TO DO » Exact reproduction is needed for the lines from the one with "Each instance of the road" to the end of the listing below, and for no other lines.

--- START ---

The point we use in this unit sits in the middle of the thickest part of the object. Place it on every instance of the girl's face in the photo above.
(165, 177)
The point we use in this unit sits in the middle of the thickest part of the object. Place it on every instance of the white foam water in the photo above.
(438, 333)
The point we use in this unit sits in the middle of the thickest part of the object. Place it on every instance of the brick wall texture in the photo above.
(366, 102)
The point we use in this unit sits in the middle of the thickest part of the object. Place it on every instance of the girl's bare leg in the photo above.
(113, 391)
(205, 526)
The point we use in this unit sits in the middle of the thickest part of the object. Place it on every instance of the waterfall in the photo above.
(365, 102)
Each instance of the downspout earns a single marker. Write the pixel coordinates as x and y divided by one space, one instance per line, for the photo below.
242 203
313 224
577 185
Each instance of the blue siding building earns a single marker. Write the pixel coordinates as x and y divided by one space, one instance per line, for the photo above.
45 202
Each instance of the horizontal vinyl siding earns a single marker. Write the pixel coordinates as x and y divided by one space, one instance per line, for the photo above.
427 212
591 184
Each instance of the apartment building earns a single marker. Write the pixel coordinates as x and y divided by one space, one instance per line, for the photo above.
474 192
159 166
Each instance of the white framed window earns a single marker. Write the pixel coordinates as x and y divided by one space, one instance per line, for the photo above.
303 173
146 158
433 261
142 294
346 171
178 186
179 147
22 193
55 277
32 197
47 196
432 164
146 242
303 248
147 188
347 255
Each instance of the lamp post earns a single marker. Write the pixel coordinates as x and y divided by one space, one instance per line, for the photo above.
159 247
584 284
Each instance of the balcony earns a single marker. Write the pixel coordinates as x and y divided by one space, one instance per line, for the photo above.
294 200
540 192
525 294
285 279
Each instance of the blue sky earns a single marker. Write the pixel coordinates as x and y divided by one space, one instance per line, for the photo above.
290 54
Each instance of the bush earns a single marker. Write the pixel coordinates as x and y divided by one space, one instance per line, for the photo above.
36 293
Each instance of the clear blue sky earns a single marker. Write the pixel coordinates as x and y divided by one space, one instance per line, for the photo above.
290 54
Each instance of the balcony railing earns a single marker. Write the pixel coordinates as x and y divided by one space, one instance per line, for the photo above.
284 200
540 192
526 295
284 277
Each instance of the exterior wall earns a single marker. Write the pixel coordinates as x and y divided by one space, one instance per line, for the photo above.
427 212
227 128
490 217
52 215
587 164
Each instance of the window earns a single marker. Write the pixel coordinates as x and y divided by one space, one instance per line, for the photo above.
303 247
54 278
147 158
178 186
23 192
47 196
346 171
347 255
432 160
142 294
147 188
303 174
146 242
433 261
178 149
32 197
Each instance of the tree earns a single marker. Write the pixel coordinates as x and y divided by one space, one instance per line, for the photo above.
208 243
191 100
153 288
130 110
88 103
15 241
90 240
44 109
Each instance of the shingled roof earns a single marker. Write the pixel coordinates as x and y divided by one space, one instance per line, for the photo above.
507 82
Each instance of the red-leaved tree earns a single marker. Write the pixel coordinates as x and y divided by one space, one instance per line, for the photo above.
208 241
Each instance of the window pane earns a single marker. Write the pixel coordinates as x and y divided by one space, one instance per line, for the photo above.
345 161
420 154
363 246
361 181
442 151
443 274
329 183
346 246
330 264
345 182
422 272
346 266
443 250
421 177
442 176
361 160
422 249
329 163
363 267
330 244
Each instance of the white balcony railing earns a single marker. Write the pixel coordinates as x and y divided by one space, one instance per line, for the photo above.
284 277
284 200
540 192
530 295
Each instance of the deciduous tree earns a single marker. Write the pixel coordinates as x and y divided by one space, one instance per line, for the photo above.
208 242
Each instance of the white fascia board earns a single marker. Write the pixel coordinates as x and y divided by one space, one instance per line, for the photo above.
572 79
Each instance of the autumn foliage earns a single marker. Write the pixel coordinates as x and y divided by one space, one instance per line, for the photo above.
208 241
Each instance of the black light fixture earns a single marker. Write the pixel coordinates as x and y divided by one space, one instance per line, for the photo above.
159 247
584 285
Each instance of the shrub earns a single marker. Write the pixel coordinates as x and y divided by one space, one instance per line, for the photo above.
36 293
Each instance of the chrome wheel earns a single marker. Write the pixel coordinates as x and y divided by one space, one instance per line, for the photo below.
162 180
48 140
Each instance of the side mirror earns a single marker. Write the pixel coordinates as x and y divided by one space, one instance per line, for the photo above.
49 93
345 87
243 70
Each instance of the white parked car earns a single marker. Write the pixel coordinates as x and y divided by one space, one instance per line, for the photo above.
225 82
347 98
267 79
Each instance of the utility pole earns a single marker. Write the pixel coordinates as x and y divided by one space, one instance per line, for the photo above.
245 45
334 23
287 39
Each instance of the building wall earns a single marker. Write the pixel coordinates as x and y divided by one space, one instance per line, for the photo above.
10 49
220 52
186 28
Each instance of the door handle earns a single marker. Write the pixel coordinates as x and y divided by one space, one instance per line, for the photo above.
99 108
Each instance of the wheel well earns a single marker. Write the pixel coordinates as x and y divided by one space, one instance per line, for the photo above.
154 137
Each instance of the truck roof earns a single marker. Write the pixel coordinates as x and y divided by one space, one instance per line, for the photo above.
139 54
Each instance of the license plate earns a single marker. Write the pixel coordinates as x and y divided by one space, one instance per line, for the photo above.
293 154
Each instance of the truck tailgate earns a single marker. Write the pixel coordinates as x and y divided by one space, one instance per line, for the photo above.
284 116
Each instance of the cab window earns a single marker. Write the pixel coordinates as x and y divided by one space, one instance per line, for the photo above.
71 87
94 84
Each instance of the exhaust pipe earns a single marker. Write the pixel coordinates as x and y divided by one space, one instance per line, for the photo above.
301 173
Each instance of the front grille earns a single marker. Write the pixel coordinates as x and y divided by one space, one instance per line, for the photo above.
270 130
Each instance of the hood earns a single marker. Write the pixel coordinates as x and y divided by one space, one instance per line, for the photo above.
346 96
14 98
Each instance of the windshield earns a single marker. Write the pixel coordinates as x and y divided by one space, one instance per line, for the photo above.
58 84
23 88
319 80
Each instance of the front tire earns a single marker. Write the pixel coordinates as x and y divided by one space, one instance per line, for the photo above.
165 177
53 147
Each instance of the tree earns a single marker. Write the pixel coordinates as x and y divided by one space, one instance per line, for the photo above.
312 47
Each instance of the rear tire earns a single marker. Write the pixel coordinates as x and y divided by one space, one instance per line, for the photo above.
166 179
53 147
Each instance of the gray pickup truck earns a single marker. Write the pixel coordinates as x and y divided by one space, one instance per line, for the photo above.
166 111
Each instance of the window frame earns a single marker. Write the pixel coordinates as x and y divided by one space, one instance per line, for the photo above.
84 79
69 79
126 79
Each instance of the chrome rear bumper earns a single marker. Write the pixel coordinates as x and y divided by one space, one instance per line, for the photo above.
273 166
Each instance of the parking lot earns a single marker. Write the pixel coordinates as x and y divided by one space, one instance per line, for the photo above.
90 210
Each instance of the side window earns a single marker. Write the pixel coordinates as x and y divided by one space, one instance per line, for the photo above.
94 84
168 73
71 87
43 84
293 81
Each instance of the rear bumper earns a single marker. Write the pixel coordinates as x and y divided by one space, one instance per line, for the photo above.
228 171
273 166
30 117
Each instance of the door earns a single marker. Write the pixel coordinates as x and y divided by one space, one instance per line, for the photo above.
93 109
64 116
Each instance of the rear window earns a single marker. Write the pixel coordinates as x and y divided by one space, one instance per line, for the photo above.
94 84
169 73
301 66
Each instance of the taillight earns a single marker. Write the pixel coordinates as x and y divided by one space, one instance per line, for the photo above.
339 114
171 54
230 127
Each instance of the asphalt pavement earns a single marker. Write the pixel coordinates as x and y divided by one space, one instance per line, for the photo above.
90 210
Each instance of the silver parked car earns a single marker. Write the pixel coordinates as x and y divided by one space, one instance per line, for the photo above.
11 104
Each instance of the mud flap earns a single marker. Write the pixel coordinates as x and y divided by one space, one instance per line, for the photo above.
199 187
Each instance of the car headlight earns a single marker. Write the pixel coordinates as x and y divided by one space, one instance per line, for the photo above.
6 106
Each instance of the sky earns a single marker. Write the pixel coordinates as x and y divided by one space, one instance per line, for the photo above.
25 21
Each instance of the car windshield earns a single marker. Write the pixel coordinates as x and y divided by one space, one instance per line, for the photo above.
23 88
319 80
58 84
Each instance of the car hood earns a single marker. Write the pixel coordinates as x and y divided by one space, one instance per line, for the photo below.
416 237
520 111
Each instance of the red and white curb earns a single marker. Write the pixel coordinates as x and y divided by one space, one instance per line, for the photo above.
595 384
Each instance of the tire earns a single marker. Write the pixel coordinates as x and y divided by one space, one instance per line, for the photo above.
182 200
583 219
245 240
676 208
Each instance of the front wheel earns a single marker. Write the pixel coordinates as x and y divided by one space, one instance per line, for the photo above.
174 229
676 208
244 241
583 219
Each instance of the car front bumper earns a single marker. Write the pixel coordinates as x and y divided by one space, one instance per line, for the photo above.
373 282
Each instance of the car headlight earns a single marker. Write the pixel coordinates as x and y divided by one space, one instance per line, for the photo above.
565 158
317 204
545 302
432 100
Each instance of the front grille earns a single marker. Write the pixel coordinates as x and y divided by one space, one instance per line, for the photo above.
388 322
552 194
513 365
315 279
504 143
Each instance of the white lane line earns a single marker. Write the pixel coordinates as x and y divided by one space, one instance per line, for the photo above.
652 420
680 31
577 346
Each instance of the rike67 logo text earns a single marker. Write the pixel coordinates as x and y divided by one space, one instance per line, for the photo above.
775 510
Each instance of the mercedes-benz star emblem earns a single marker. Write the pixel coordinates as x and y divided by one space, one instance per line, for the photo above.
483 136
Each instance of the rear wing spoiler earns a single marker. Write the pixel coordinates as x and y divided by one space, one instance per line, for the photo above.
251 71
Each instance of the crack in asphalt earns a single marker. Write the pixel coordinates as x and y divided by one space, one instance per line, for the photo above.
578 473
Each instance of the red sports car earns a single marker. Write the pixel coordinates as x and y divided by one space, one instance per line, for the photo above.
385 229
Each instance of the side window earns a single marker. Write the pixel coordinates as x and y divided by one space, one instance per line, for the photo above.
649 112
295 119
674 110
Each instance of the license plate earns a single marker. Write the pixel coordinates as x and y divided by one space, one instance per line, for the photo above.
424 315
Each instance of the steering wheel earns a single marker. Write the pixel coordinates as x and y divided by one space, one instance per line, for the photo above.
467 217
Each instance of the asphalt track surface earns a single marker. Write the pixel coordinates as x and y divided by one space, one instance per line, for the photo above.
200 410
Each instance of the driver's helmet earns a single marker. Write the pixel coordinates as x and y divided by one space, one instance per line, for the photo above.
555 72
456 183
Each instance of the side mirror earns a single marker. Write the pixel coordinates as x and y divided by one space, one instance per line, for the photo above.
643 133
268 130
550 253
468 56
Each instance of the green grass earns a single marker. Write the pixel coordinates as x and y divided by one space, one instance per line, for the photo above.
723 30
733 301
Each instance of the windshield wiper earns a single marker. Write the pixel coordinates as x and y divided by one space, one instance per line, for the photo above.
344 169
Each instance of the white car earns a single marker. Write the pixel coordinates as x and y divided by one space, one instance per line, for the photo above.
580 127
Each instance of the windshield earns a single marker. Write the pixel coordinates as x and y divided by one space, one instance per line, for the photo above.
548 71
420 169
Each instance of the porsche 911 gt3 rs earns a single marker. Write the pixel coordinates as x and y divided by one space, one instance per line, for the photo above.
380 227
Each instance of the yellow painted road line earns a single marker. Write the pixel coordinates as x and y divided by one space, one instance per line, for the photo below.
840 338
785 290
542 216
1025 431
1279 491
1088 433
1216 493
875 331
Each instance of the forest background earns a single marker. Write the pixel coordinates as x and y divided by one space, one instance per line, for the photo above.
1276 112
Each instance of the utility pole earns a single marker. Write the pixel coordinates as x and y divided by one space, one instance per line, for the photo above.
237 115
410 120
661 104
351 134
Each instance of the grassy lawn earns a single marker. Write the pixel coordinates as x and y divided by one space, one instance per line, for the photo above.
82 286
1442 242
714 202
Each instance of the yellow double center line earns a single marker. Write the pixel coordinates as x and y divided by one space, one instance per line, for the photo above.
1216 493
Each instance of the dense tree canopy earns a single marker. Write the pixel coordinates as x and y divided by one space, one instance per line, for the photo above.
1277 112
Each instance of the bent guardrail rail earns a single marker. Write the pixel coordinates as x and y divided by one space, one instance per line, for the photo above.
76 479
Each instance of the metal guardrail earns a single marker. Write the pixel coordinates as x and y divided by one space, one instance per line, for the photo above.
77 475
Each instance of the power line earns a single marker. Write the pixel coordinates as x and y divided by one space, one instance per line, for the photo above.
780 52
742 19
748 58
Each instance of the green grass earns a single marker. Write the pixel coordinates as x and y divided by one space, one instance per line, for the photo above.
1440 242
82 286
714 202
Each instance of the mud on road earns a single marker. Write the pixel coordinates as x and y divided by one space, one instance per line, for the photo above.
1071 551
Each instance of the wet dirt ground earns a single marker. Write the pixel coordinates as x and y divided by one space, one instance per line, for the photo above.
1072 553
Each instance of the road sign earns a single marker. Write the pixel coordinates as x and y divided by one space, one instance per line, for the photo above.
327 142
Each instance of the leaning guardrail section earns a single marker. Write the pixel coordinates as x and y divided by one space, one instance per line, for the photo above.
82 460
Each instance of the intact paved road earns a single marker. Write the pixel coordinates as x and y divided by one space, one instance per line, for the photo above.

--- END ---

TASK OUTPUT »
Each instance of the road sign earns a single marker. Write the pixel coordinates as x and y divided by one space, one instance per line, for the photo above.
327 142
Each instance of the leaning guardrail section earns a single marker. Write the pixel coordinates as x and y divided by one space, one instance per line, for the photo above.
82 460
Each instance of the intact paved road earns a single marker. Write the pixel coordinates as x and y divided by one space, one instance per line, for the photo above.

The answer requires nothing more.